**Problem details**
Which lines of the records below contain the string "jersey"? Gather each of them and copy it out.

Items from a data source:
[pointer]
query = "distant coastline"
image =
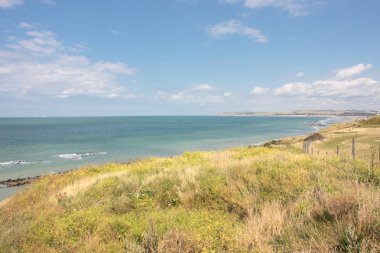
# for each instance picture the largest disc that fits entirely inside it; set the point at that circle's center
(306, 113)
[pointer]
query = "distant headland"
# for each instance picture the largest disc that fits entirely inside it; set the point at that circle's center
(307, 113)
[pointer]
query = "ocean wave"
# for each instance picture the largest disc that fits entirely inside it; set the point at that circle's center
(80, 156)
(19, 162)
(318, 125)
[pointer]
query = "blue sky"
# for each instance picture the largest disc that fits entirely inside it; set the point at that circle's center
(180, 57)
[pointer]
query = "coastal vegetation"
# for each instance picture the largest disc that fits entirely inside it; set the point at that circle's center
(273, 198)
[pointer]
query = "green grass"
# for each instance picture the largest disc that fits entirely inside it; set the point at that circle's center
(372, 121)
(239, 200)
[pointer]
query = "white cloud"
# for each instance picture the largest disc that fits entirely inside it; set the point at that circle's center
(40, 65)
(352, 71)
(7, 4)
(292, 89)
(259, 90)
(25, 25)
(294, 7)
(235, 27)
(342, 91)
(201, 94)
(332, 88)
(204, 87)
(48, 2)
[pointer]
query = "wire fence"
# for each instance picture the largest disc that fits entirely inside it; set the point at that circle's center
(371, 153)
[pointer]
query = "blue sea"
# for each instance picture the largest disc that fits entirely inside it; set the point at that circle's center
(38, 146)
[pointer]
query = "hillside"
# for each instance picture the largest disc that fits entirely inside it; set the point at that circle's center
(247, 199)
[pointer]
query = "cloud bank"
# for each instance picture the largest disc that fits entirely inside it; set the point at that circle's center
(39, 64)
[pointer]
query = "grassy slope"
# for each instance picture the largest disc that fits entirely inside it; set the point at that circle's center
(237, 200)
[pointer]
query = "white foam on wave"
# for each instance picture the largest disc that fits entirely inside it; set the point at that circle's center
(80, 156)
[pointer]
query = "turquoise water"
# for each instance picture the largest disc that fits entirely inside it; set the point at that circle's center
(35, 146)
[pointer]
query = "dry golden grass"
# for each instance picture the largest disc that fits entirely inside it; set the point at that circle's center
(238, 200)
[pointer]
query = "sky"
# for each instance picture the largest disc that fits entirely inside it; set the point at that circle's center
(187, 57)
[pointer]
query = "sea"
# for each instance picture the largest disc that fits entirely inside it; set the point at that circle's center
(45, 145)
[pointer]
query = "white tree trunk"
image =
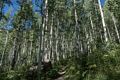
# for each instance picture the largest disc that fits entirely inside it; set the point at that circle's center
(5, 44)
(116, 29)
(103, 22)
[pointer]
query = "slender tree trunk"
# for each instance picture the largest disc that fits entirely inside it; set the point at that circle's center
(5, 45)
(103, 22)
(116, 29)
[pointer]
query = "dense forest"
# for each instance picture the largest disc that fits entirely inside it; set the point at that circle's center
(59, 40)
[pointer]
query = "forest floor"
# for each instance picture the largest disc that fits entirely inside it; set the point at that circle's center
(60, 78)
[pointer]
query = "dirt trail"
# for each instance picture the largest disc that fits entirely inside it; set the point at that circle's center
(60, 78)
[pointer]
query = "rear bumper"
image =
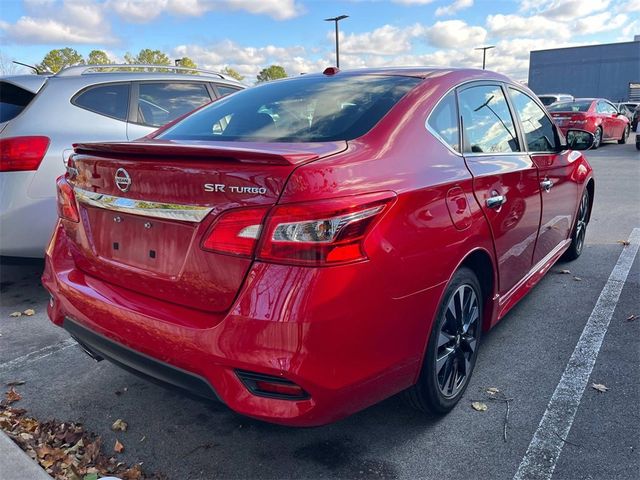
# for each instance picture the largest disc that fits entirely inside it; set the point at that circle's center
(292, 323)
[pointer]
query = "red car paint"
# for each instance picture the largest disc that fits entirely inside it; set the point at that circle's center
(350, 334)
(598, 115)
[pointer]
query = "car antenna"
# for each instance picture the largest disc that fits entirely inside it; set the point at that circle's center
(38, 72)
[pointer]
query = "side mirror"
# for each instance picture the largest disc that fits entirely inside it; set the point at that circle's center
(579, 139)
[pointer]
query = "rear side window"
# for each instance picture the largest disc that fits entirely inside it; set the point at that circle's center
(302, 109)
(109, 100)
(487, 123)
(13, 100)
(162, 102)
(443, 121)
(538, 129)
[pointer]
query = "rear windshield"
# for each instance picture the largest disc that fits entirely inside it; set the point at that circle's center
(304, 109)
(13, 100)
(570, 107)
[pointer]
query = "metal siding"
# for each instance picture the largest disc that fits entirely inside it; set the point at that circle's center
(592, 71)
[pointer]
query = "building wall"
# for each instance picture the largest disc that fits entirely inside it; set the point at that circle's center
(591, 71)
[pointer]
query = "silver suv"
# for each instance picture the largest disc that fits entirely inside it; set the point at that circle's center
(42, 116)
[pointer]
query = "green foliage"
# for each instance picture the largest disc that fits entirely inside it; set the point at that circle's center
(232, 73)
(272, 72)
(98, 57)
(57, 59)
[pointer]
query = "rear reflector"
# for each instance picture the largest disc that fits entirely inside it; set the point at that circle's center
(67, 206)
(271, 386)
(18, 154)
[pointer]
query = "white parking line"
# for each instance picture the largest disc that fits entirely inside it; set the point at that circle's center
(37, 355)
(544, 450)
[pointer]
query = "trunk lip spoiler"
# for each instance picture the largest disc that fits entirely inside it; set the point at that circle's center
(169, 211)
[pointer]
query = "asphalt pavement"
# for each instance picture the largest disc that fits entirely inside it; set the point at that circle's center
(524, 357)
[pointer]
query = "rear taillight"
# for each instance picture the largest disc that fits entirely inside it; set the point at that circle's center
(325, 232)
(67, 206)
(18, 154)
(236, 232)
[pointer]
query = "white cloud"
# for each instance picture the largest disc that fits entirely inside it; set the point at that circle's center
(48, 23)
(453, 7)
(455, 34)
(142, 11)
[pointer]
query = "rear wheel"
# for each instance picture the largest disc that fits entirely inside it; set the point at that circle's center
(453, 347)
(597, 138)
(580, 228)
(625, 135)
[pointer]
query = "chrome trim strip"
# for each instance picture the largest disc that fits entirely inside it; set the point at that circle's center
(171, 211)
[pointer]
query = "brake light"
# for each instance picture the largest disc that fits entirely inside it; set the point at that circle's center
(67, 206)
(325, 232)
(18, 154)
(236, 232)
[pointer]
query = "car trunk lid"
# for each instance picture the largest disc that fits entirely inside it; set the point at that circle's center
(145, 208)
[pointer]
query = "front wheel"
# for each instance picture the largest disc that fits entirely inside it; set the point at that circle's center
(625, 135)
(580, 228)
(453, 347)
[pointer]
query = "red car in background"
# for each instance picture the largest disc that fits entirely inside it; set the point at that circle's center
(306, 248)
(595, 115)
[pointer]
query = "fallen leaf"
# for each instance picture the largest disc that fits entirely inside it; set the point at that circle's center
(118, 447)
(12, 396)
(479, 406)
(119, 425)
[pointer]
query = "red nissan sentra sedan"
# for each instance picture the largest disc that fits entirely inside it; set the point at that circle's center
(306, 248)
(595, 115)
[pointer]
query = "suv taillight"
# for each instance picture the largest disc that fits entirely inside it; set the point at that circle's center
(318, 233)
(67, 206)
(18, 154)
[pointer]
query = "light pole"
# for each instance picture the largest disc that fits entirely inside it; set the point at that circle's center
(484, 53)
(336, 20)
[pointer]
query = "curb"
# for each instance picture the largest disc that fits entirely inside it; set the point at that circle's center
(15, 464)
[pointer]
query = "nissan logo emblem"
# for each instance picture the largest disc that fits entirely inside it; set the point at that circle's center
(123, 180)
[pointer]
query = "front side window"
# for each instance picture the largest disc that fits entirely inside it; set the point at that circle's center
(110, 100)
(301, 109)
(162, 102)
(487, 123)
(538, 129)
(444, 121)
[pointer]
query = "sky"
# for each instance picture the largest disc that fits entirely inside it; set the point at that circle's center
(249, 35)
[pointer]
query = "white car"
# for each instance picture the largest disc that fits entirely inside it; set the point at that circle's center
(42, 116)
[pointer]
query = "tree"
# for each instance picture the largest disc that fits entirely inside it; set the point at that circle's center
(232, 73)
(56, 60)
(148, 57)
(186, 62)
(271, 73)
(98, 57)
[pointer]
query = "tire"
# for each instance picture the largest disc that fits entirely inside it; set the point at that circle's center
(579, 229)
(453, 346)
(625, 135)
(597, 140)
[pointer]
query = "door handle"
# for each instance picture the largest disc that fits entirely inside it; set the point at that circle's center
(496, 201)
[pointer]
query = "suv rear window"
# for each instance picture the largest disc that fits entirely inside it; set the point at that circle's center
(13, 100)
(304, 109)
(110, 100)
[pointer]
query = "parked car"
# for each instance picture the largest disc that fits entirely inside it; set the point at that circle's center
(549, 98)
(306, 248)
(595, 115)
(42, 116)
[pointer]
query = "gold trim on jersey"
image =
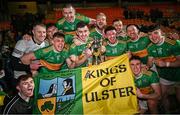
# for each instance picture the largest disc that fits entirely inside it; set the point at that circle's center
(166, 59)
(141, 53)
(50, 66)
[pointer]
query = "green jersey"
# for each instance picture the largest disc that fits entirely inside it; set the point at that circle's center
(69, 28)
(114, 50)
(77, 50)
(145, 80)
(123, 38)
(69, 39)
(166, 52)
(139, 48)
(51, 60)
(95, 34)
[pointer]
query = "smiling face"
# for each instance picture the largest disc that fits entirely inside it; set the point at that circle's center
(69, 14)
(83, 33)
(135, 66)
(111, 36)
(132, 32)
(58, 43)
(50, 32)
(101, 21)
(155, 36)
(26, 87)
(39, 33)
(118, 25)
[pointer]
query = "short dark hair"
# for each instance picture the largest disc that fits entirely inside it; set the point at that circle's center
(108, 28)
(50, 25)
(23, 78)
(135, 58)
(116, 20)
(80, 24)
(59, 35)
(68, 6)
(132, 25)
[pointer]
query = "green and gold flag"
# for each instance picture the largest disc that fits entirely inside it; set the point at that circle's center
(107, 88)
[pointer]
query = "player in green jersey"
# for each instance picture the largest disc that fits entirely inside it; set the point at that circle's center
(138, 43)
(114, 47)
(121, 34)
(98, 31)
(79, 51)
(52, 58)
(163, 50)
(50, 30)
(148, 88)
(70, 18)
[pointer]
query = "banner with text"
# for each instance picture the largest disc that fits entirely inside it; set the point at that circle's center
(107, 88)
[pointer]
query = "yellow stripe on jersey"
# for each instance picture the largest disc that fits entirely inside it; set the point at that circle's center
(50, 66)
(141, 53)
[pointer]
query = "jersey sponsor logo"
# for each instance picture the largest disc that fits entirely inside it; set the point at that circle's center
(18, 51)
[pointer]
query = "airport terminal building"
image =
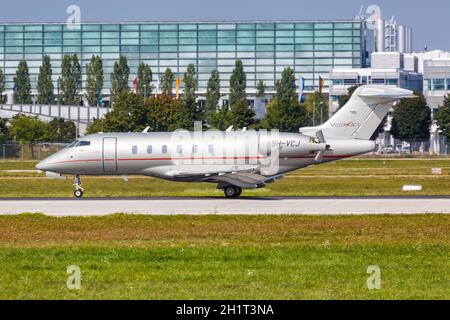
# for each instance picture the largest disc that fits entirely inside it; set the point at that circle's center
(311, 48)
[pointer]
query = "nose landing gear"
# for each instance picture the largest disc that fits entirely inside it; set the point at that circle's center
(78, 193)
(232, 191)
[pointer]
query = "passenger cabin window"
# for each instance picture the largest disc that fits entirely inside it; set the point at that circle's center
(84, 144)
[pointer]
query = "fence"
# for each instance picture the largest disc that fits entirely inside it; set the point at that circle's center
(18, 151)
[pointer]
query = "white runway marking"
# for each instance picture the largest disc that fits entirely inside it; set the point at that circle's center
(320, 206)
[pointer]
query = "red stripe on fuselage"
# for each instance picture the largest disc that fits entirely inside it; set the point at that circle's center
(206, 158)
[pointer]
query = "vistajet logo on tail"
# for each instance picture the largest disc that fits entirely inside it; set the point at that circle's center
(350, 124)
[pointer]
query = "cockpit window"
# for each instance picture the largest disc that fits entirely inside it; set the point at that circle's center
(73, 144)
(84, 144)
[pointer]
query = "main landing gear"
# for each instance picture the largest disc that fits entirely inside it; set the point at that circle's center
(78, 193)
(232, 191)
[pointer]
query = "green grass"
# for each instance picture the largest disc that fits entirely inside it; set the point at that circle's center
(225, 257)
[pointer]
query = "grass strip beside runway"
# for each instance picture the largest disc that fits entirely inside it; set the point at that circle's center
(225, 257)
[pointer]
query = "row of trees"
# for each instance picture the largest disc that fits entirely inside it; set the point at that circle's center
(69, 84)
(133, 112)
(31, 130)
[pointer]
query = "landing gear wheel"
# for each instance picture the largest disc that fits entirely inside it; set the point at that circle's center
(78, 189)
(232, 191)
(78, 193)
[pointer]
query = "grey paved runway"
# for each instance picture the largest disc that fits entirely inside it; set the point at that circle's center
(319, 205)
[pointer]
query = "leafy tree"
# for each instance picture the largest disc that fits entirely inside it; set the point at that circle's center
(442, 117)
(343, 99)
(70, 83)
(238, 84)
(28, 130)
(2, 86)
(220, 119)
(167, 80)
(128, 114)
(22, 84)
(60, 130)
(285, 112)
(145, 77)
(94, 80)
(45, 85)
(411, 119)
(260, 89)
(241, 115)
(119, 78)
(164, 113)
(4, 130)
(317, 107)
(189, 97)
(212, 96)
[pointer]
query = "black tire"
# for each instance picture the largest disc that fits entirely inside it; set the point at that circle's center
(78, 193)
(232, 191)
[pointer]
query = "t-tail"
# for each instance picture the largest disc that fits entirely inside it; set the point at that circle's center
(362, 114)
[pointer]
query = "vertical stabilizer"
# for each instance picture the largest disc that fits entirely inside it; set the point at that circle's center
(362, 114)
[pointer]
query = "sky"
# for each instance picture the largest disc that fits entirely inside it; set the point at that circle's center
(429, 19)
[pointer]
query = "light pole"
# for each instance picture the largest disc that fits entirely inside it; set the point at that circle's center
(314, 113)
(321, 112)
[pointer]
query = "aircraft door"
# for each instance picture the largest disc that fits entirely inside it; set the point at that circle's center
(109, 154)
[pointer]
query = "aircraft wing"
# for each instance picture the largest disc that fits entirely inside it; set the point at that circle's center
(243, 176)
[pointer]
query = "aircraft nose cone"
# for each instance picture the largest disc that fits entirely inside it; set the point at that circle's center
(42, 165)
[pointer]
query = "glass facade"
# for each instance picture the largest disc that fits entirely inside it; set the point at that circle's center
(312, 49)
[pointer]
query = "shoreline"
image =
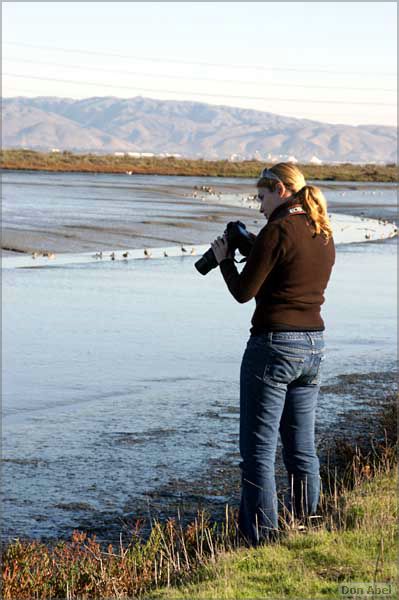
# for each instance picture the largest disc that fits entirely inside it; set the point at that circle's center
(219, 483)
(66, 161)
(195, 216)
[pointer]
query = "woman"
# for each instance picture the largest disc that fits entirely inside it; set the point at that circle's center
(286, 272)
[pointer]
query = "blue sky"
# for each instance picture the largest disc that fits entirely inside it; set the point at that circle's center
(330, 61)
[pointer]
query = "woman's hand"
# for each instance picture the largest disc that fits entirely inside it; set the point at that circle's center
(220, 249)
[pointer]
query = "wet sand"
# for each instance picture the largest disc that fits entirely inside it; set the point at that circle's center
(192, 217)
(219, 484)
(189, 220)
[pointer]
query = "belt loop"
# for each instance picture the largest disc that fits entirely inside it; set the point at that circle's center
(311, 339)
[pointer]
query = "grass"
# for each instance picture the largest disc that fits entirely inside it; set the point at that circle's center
(313, 564)
(94, 163)
(354, 538)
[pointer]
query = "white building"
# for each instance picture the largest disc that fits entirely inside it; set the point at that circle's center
(315, 161)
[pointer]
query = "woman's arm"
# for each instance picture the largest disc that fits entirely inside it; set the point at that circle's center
(266, 251)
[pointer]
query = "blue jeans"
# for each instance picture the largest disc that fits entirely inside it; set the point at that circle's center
(279, 386)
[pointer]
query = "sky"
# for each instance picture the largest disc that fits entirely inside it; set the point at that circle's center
(328, 61)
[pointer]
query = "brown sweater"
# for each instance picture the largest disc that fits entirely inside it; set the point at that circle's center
(286, 272)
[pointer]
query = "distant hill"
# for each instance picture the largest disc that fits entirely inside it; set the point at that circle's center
(191, 129)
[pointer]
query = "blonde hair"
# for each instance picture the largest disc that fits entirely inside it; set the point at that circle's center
(310, 196)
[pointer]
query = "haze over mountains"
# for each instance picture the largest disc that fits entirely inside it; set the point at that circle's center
(191, 129)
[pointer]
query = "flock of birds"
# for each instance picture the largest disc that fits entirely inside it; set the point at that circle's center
(100, 255)
(146, 252)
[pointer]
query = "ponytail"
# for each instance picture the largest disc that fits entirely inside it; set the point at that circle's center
(315, 206)
(310, 196)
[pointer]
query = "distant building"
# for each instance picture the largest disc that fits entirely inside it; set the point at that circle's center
(315, 161)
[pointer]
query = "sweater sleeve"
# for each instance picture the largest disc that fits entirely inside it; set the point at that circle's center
(265, 253)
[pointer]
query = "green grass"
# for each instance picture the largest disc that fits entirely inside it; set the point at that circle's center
(354, 540)
(108, 163)
(310, 565)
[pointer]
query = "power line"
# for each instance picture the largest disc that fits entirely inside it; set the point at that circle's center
(204, 94)
(200, 63)
(183, 78)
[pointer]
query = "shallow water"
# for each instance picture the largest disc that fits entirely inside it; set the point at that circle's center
(113, 374)
(110, 371)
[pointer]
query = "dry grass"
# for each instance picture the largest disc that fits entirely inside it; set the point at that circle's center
(93, 163)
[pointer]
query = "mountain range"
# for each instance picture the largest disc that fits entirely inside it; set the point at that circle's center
(190, 129)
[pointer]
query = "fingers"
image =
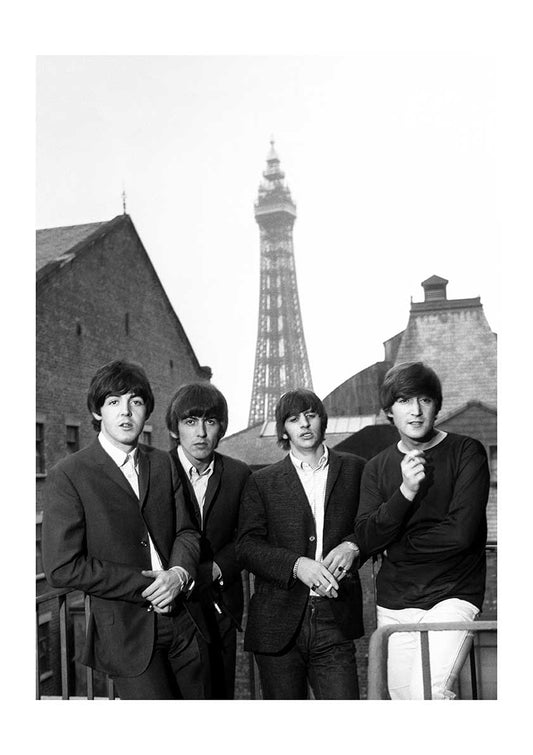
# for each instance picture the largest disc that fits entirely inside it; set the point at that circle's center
(163, 589)
(323, 582)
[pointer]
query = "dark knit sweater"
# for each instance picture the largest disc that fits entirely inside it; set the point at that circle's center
(435, 544)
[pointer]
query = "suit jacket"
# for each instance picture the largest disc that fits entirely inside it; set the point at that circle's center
(218, 530)
(276, 526)
(95, 539)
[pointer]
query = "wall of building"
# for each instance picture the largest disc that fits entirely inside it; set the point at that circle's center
(460, 346)
(106, 303)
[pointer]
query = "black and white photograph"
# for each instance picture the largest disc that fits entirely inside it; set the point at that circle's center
(270, 291)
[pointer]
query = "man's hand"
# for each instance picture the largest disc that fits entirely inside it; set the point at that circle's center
(315, 575)
(166, 586)
(340, 559)
(413, 473)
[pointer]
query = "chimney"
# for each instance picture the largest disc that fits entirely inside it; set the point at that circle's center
(434, 288)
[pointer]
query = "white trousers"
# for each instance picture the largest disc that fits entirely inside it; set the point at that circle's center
(404, 661)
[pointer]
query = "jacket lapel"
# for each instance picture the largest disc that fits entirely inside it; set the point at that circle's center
(186, 490)
(213, 485)
(144, 476)
(296, 488)
(108, 467)
(335, 464)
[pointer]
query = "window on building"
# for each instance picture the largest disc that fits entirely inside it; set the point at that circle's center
(38, 550)
(73, 438)
(45, 666)
(493, 463)
(39, 447)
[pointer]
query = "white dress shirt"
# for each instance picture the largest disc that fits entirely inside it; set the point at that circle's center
(198, 480)
(314, 481)
(129, 466)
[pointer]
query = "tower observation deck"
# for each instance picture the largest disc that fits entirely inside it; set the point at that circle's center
(281, 361)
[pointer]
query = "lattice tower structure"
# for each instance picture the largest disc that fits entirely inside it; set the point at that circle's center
(281, 361)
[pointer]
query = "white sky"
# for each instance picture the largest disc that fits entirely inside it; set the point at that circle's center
(390, 160)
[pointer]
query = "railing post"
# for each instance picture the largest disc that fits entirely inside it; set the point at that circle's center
(37, 663)
(426, 668)
(63, 635)
(89, 672)
(473, 671)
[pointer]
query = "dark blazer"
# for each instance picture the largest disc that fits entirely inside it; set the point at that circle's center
(219, 528)
(276, 526)
(95, 539)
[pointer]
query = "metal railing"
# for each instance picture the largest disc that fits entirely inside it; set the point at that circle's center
(59, 597)
(378, 655)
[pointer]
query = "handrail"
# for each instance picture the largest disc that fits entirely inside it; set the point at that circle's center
(60, 595)
(378, 652)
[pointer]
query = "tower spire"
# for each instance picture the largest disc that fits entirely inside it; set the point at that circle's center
(281, 361)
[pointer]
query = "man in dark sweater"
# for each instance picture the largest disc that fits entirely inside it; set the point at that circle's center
(423, 506)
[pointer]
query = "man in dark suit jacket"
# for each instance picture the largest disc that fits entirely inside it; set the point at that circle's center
(296, 536)
(113, 527)
(212, 484)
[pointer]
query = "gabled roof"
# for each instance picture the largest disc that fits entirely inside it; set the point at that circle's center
(54, 243)
(57, 246)
(465, 407)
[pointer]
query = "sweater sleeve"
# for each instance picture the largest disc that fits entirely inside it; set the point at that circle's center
(379, 521)
(465, 519)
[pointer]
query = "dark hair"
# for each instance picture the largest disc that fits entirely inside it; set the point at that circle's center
(407, 380)
(200, 399)
(115, 379)
(294, 403)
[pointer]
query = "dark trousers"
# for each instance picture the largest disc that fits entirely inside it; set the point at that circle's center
(221, 652)
(175, 668)
(319, 655)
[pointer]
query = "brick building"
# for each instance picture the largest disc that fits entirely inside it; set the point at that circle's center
(98, 298)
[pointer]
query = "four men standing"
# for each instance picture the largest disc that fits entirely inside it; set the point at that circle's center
(152, 538)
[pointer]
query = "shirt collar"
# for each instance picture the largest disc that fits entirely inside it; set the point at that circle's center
(191, 469)
(118, 456)
(301, 464)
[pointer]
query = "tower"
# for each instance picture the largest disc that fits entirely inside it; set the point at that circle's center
(281, 361)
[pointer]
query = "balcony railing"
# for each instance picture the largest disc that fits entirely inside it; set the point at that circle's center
(60, 608)
(80, 681)
(482, 655)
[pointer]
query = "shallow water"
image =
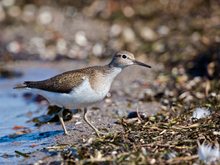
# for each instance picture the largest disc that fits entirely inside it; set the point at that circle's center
(16, 111)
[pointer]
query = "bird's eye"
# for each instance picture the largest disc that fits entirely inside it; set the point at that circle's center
(124, 56)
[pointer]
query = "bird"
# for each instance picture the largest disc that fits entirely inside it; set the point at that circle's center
(82, 87)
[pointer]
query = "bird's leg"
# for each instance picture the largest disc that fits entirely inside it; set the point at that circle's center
(98, 133)
(60, 115)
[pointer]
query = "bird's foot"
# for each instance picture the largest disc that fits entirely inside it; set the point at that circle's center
(66, 133)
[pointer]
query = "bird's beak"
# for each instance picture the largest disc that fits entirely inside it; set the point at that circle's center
(141, 64)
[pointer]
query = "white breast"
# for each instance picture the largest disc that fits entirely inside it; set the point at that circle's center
(81, 96)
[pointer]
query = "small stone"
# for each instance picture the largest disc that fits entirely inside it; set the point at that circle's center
(158, 47)
(8, 3)
(163, 30)
(115, 30)
(14, 47)
(128, 11)
(128, 34)
(61, 46)
(45, 16)
(148, 34)
(14, 11)
(2, 14)
(98, 49)
(29, 13)
(80, 38)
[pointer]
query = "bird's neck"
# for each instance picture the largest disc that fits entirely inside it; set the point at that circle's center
(113, 71)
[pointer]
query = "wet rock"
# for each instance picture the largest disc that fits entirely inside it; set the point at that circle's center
(134, 114)
(5, 73)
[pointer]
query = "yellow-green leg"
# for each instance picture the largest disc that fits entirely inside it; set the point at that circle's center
(98, 133)
(60, 115)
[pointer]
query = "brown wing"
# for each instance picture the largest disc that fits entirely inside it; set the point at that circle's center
(62, 83)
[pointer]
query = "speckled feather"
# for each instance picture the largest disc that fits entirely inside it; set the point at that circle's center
(67, 81)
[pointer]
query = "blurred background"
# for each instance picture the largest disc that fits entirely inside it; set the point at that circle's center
(167, 31)
(179, 38)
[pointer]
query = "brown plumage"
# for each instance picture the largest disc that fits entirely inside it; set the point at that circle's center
(67, 81)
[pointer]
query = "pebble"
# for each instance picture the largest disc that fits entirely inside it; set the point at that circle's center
(115, 30)
(80, 38)
(148, 34)
(45, 16)
(128, 34)
(98, 49)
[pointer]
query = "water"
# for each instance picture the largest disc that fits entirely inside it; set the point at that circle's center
(15, 110)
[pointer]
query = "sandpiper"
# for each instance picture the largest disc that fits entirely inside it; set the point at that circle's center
(83, 87)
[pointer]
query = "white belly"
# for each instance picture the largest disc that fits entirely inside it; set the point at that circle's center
(81, 96)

**In response**
query = "gold trim on jersey"
query = "green jersey"
query = "player in green jersey"
query = "yellow stripe on jersey"
query = "jersey sponsor logo"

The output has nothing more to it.